§ **GIVEN TASK**
Return each line of the records that contains the word "railing", matching case exactly.

§ **SOURCE DATA**
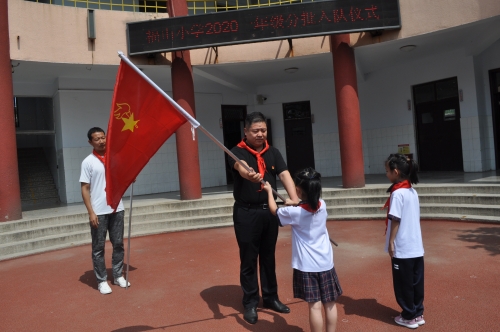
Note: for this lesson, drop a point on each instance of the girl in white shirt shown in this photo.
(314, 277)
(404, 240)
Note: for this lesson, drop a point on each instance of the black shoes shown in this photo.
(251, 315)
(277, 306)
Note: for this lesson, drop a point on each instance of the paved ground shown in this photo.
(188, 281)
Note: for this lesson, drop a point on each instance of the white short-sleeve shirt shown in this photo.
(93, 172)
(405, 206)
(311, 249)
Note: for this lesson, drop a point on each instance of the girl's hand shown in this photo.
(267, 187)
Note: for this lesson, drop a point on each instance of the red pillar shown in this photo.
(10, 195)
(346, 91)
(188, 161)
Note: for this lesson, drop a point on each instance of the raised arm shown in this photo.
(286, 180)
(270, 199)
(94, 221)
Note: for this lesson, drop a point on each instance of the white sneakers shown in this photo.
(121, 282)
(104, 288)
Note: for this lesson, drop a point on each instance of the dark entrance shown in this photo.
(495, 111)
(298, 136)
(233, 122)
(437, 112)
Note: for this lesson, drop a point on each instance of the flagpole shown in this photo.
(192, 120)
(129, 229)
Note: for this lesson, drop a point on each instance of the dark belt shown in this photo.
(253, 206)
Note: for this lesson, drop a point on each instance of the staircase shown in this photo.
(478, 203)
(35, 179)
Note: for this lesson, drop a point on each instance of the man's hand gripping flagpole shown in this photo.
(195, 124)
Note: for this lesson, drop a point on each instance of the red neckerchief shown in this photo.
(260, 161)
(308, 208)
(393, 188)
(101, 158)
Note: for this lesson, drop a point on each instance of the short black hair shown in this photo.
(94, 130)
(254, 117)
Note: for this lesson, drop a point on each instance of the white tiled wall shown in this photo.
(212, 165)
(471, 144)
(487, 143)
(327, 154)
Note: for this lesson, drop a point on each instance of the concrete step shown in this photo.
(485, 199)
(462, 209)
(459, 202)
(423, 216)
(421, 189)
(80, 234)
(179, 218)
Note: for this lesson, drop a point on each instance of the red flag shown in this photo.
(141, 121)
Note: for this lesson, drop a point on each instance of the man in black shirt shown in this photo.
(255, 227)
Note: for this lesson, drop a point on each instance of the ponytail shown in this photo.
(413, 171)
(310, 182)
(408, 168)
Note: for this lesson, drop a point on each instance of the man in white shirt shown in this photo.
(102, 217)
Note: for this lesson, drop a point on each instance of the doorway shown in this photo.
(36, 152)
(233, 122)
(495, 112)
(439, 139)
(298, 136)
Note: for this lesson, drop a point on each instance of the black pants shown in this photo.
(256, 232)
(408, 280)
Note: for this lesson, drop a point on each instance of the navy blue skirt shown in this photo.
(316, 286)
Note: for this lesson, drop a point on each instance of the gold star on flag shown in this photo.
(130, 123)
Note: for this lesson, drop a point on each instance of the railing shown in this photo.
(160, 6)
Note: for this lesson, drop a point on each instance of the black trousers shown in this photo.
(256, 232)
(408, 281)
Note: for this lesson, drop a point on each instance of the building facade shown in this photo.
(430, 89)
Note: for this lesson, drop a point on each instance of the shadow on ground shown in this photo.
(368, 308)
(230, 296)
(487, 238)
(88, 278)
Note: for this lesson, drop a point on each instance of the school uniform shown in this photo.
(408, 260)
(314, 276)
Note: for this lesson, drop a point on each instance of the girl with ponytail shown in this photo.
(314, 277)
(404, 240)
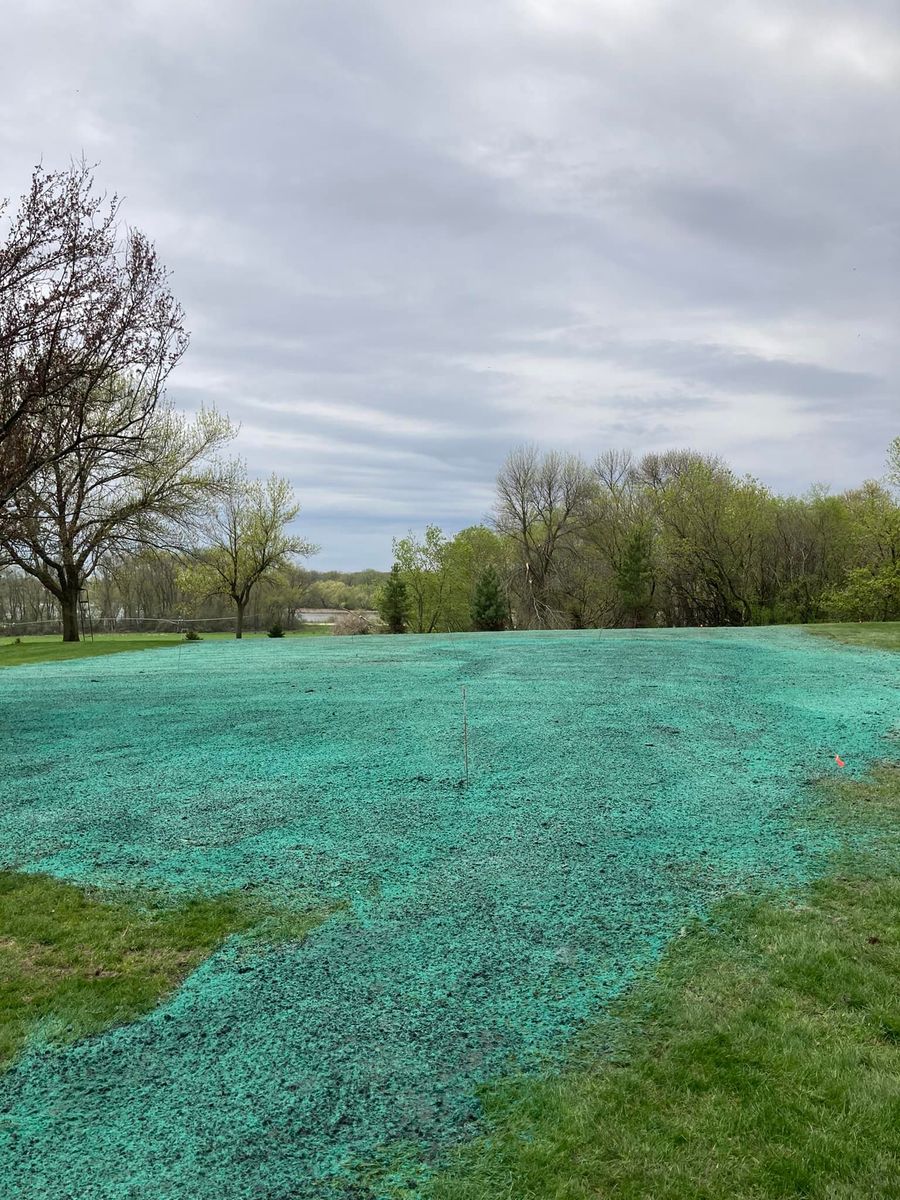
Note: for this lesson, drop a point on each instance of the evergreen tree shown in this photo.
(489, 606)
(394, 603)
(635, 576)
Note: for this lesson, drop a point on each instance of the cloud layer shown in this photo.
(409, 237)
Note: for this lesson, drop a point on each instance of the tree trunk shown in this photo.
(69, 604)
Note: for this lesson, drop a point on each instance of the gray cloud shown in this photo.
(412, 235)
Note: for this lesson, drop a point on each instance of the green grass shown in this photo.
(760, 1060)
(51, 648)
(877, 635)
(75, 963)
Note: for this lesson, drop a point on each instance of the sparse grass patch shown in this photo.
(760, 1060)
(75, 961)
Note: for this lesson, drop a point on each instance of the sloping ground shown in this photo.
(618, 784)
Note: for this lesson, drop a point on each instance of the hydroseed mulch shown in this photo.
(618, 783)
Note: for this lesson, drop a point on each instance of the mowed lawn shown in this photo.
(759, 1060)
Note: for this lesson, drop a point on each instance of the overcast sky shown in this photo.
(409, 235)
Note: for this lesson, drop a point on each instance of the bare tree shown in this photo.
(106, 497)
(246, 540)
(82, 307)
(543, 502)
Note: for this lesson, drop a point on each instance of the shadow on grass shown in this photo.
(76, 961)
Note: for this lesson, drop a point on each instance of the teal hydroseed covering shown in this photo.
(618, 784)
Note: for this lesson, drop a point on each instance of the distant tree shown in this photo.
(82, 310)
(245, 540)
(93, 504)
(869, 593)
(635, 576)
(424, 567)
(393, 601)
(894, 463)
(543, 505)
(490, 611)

---

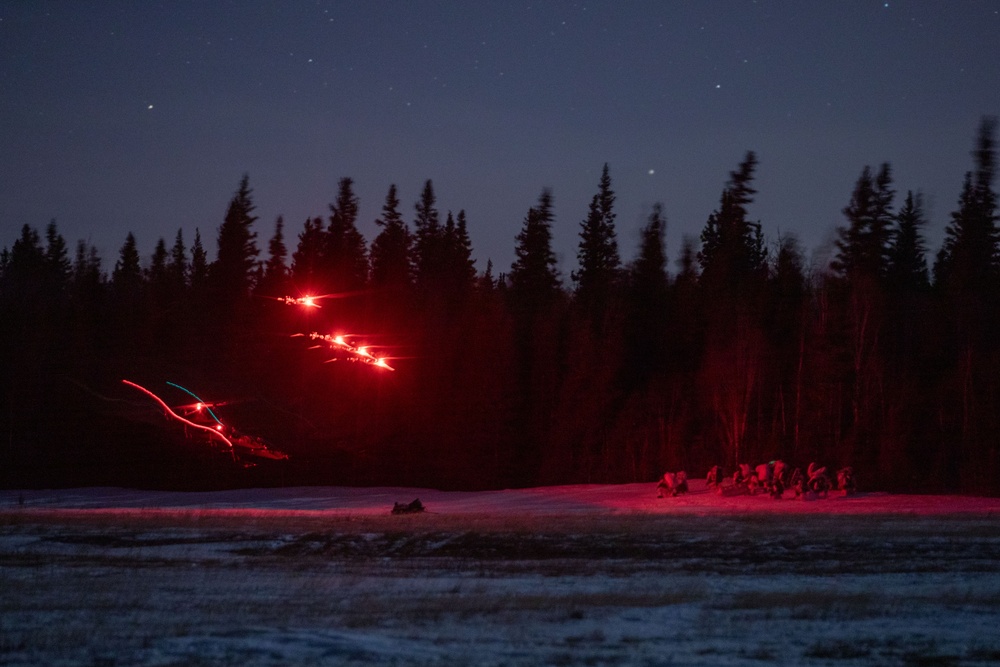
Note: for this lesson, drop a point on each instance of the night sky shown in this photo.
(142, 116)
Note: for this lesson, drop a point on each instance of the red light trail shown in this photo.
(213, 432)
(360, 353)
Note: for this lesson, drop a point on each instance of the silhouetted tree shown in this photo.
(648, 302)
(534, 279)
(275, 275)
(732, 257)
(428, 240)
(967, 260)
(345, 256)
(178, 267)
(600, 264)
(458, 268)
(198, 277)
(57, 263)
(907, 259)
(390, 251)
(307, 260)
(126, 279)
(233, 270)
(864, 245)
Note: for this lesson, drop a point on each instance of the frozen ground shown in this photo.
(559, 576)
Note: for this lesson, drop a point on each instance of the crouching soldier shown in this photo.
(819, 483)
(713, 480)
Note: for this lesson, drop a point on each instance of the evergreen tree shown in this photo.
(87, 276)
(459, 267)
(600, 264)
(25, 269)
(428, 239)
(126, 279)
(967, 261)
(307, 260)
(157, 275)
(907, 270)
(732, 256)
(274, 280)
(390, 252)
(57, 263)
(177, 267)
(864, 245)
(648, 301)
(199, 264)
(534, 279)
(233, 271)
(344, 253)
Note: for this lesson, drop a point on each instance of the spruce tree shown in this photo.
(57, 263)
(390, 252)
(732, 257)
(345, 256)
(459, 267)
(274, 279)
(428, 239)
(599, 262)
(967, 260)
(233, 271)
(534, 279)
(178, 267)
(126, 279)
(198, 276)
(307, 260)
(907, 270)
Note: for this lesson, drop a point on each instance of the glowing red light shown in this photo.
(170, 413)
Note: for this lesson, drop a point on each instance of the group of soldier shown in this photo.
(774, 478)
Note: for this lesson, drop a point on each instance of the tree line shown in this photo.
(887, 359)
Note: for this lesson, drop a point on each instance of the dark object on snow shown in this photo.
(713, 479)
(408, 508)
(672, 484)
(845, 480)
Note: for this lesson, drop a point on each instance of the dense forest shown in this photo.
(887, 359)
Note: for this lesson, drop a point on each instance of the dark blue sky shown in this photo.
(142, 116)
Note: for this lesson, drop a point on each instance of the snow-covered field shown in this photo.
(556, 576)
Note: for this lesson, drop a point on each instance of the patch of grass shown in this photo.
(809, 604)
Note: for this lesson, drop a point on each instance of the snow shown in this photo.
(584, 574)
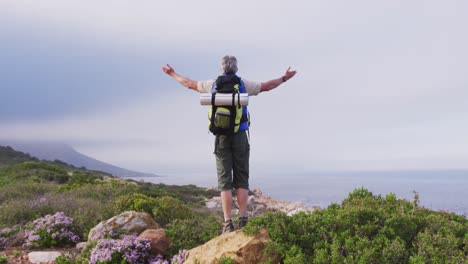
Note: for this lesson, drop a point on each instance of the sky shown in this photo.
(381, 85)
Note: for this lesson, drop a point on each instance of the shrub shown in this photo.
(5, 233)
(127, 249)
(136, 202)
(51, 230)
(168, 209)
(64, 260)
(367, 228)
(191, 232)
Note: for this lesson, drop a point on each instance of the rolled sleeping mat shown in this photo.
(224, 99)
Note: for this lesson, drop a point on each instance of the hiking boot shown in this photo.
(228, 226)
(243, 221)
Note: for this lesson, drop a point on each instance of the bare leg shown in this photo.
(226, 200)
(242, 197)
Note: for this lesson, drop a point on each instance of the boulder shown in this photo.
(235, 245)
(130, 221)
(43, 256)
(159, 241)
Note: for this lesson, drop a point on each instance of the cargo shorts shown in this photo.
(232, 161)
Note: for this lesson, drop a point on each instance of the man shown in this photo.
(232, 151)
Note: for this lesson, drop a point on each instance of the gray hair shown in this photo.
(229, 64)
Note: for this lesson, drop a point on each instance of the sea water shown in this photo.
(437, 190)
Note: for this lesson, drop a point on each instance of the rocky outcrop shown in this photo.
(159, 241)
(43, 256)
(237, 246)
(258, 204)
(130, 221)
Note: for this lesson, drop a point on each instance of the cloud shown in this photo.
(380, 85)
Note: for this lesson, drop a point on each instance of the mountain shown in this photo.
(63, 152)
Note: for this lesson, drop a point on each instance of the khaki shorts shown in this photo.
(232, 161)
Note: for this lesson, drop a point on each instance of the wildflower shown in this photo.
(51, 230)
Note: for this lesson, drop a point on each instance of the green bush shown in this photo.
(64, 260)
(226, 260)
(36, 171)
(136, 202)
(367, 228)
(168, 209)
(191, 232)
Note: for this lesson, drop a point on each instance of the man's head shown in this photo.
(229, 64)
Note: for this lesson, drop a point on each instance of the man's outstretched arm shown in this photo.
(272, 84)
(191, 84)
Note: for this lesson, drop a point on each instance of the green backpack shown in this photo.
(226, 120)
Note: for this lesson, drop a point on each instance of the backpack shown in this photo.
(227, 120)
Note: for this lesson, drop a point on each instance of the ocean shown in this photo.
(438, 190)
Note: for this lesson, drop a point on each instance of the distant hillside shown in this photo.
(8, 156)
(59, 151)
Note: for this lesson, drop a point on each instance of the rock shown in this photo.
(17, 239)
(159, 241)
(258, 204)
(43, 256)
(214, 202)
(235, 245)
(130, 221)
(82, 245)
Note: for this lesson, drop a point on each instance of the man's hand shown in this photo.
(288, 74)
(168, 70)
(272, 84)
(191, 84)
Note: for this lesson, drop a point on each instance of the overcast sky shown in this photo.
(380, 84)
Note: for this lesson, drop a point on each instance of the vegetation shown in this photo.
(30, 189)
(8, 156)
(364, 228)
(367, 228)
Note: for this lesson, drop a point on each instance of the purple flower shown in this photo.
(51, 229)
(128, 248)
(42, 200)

...

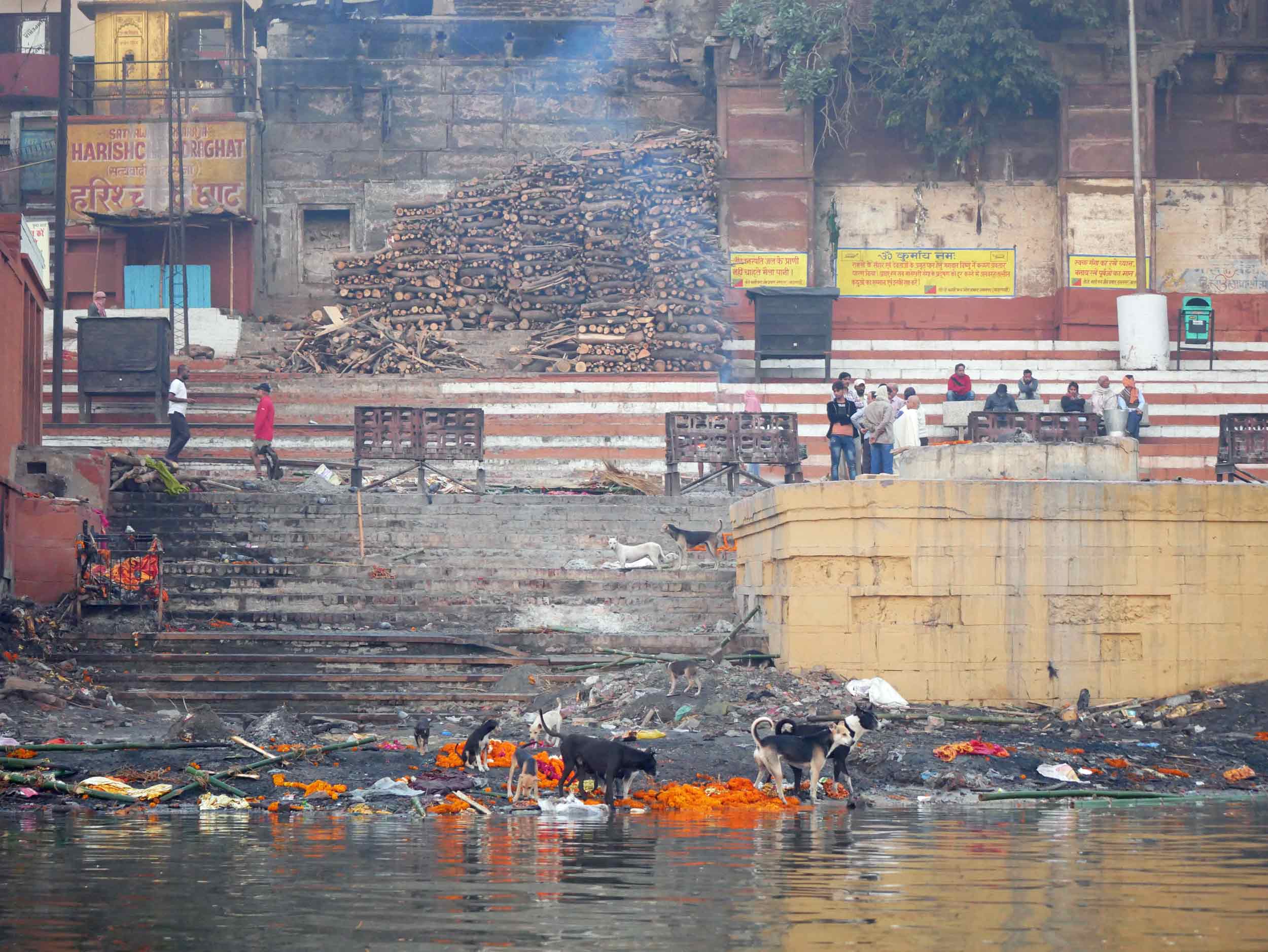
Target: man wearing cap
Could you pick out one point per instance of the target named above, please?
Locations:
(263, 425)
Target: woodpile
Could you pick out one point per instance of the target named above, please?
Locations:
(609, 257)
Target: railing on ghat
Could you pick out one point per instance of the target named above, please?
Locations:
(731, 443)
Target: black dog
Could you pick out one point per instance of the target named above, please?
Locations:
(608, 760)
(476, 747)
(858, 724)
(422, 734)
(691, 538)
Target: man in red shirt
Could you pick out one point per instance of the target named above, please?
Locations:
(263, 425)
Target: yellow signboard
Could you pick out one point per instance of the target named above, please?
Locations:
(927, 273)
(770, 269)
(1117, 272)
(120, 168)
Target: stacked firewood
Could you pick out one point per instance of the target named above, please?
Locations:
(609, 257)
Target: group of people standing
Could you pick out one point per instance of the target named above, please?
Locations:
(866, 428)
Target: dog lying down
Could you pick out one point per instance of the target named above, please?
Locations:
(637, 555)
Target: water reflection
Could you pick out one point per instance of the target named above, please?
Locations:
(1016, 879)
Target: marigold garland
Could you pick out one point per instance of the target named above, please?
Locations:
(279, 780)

§ **EXERCISE RESPONSE**
Note: for this lesson, drop a point on each instance of the railing shown in this photo.
Target: railing on ghat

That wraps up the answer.